Please reproduce the part of the passage on partnership firms and companies that opens with the words containing "Learn about the" and closes with "and the same.".

▶ [Excerpt provided]
((

A company is a voluntary association of persons, recognised by law, having a distinctive name, a common seal, formed to carry on business for profit, with capital divisible into transferable shares, limited liability, a corporate body and perpetual succession.
“A company is an association of many persons who contribute money or money’s worth to a common stock and employs it in some trade or business, and who share the profit and loss arising therefrom.” – James Stephenson.
A partnership is an association of two or more persons, who agree to combine their financial resources and managerial abilities to run a business and share profits in an agreed ratio.
Learn about the Difference between Partnership Firm and Company
Difference between Partnership Firm and Company
Difference # Partnership:
1. Formation and registration – Simple agreement between partners is enough to float a firm; no elaborate formalities to be followed; registration of a firm is not compulsory. Partnership is governed by the Partnership Act, 1932.
2. Number of members – A firm can be floated with 2 people; the maximum number is 10 in banking business and 20 for other businesses.
3. Legal status – A firm has no legal identity of its own. In the eyes of law, partners and the firm are one and the same.
4. Liability of members – Partners are jointly and severally liable for all the debts incurred by the firm.

))

▶ [Raw data]
((

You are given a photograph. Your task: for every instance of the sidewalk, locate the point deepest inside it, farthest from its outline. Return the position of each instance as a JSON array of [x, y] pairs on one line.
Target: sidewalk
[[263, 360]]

))

▶ [Solution for this exercise]
Learn about the Difference between Partnership Firm and Company
Difference between Partnership Firm and Company
Difference # Partnership:
1. Formation and registration – Simple agreement between partners is enough to float a firm; no elaborate formalities to be followed; registration of a firm is not compulsory. Partnership is governed by the Partnership Act, 1932.
2. Number of members – A firm can be floated with 2 people; the maximum number is 10 in banking business and 20 for other businesses.
3. Legal status – A firm has no legal identity of its own. In the eyes of law, partners and the firm are one and the same.